======== Фрагмент источника
Сегодня трезво торжествую,

А завтра плачу и пою.

Но если гибель предстоит?

Но если за моей спиною

Тот — необъятною рукою

Покрывший зеркало – стоит?…

Блеснёт в глаза зеркальный свет,

И в ужасе, зажмуря очи,

Я отступлю в ту область ночи,

Откуда возвращенья нет.

Угроза гибели, угроза ада – вот этим как раз существенно отличается начало XX-го века от всего XIX-го: для героев Чехова – самоубийцы попадают только “в рай”.

У Достоевского есть выражение, что “всю жизнь меня Бог меня мучил”; Блока “мучает” Христос. У таких людей, как Лев Толстой, — Христос карманный: Толстой может вытащить и прочесть Нагорную проповедь, но само распятие Христа для Толстого – это просто неприятный эпизод в деятельности “этого общественного проповедника”. Поэтому Крест Толстой называет не иначе, как “виселицей”.

Для Блока Крест – это центральное. Но в чём ужас начала века, которое пошло от XIX-го века, как писал Блок, что “за нами великие тени Толстого, Ницше[1], Вагнера[2] и Достоевского”. Трое из четверых – это наглые кощунники. Для Блока наглого кощунства не было, для него было – фатальное несчастье. Фатальное несчастье Блока – непонимание этой чрезвычайной божественной асимметрии, но русское общество осознало это только в эмиграции.

У Иоанна Шаховского (“Угли пустынные”) есть замечательное выражение, что “Христос неизмеримо далёк от нас, если мы пытаемся к нему приближаться; и Он по Своей благодати неимоверно, немыслимо приближается к нам”. Этого не понимал никто из писателей XIX-го века, но они от этого не страдали, а в начале века люди уже начинают от этого страдать.

Непонимание этого вопроса и приводило, например, к “подражанию Христу” на западе, а у нас, как в той сказке о мужике и горохе, когда мужик по выросшему гороху решил подняться на небо.
================
======== Исходные данные
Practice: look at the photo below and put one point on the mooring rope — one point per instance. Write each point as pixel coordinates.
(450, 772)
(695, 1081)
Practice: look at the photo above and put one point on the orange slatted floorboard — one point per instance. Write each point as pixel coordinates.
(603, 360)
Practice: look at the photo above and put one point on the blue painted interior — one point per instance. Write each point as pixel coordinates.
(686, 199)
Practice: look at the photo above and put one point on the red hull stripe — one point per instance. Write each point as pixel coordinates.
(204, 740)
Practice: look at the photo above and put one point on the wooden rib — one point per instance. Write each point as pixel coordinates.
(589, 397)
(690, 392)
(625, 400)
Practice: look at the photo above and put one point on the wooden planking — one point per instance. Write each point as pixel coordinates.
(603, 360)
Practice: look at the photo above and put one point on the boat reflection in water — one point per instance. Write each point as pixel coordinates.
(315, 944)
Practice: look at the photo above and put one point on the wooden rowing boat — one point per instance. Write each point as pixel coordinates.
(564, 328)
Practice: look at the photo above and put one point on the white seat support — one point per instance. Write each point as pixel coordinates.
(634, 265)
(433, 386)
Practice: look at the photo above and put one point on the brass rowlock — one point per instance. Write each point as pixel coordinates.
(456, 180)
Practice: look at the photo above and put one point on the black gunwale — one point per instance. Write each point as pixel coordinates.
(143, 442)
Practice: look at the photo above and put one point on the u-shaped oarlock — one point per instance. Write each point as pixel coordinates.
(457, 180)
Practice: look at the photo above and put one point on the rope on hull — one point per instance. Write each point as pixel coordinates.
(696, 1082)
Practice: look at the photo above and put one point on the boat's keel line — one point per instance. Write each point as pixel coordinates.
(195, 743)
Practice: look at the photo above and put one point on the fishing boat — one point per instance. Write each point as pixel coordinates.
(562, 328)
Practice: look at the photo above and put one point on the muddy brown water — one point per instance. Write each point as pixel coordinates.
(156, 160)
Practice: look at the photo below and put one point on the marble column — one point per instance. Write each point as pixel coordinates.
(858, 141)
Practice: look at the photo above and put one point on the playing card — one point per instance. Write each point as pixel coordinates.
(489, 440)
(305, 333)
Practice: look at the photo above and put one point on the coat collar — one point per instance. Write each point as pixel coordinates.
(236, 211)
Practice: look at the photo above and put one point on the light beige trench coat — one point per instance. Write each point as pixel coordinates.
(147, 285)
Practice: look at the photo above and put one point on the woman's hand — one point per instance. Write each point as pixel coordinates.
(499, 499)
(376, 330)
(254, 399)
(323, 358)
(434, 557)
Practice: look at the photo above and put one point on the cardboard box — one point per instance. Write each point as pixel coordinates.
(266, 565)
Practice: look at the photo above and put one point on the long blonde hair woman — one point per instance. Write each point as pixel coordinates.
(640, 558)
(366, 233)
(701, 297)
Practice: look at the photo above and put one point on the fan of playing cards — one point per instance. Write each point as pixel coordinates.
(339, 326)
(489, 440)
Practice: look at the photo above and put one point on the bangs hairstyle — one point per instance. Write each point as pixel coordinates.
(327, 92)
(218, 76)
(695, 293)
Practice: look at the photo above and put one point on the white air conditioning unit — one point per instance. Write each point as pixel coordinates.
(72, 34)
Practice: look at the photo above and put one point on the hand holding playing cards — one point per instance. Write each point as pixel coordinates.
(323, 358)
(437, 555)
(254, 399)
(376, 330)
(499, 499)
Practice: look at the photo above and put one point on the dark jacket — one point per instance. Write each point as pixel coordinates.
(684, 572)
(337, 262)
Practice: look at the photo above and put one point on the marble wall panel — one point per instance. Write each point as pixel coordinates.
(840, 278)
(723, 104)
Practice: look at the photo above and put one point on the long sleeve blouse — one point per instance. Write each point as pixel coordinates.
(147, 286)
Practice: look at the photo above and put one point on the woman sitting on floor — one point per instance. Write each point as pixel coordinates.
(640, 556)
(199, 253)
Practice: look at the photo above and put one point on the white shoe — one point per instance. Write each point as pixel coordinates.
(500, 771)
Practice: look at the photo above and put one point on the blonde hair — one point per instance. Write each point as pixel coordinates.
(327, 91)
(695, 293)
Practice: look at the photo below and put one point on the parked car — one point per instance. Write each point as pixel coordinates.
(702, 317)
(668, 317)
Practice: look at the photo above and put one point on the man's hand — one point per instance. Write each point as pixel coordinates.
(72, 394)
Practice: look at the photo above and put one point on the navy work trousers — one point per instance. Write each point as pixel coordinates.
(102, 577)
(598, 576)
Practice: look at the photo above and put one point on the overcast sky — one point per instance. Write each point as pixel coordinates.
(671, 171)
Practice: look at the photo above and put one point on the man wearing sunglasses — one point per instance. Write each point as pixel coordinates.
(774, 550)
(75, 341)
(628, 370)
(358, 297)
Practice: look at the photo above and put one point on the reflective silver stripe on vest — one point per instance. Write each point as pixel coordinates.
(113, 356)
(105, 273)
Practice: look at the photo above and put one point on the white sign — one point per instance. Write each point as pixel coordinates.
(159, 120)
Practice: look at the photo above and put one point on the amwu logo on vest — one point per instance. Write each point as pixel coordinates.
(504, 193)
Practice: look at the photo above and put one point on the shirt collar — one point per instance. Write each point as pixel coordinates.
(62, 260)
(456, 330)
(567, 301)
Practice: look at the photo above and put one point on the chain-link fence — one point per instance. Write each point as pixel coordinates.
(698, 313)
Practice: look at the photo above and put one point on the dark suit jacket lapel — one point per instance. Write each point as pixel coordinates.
================
**Письменное задание 1:**
Ответьте по фрагменту о Блоке на три вопроса, помечая ответы так же:
(а) Куда, согласно фрагменту, попадают самоубийцы у героев Чехова?
(б) Как Толстой называет Крест?
(в) Как называется сочинение Иоанна Шаховского, из которого приведено выражение?
**Письменное задание 2:** Замените в строках данных «shirt collar» на «shirt cuff», начиная со строки с «on the shirt» и заканчивая последней строкой данных, а всё прочее оставьте без изменений. Приведите только эти строки.

**Правильный ответ 1:**
(а) Только «в рай».
(б) «Виселицей».
(в) «Угли пустынные».

**Правильный ответ 2:**
Practice: look at the photo above and put one point on the shirt cuff — one point per instance. Write each point as pixel coordinates.
(62, 260)
(456, 330)
(567, 301)
Practice: look at the photo above and put one point on the chain-link fence — one point per instance. Write each point as pixel coordinates.
(698, 313)
Practice: look at the photo above and put one point on the dark suit jacket lapel — one point per instance. Write each point as pixel coordinates.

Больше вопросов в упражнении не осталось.